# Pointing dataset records

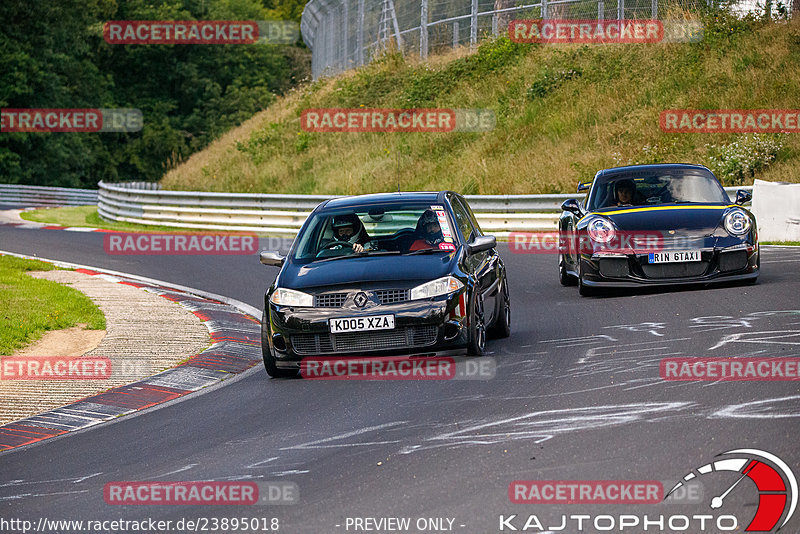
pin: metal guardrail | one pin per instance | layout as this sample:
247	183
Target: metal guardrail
344	34
41	196
285	214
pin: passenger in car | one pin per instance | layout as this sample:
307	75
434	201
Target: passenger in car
349	228
428	231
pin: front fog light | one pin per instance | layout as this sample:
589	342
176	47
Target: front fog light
601	230
434	288
290	297
737	222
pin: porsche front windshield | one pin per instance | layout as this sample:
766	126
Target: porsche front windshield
649	188
389	229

# What the task requires
Copy every line of the listing above word for word, omitting the pictures.

# Solution to the exercise
pin: metal guardrail | one pin per instance | layout as this sample:
247	183
Target: metal guardrail
344	34
41	196
285	214
pin: passenger in car | one pin per instance | layout as this sample:
307	75
434	201
Target: passenger in car
349	228
428	231
pin: front fog light | one pin per instance | layout as this sample:
589	342
176	47
Target: front fog light
601	230
434	288
290	297
737	222
pin: porsche front windshield | one pin per instance | layout as this sample:
766	126
Target: porsche front windshield
649	188
389	229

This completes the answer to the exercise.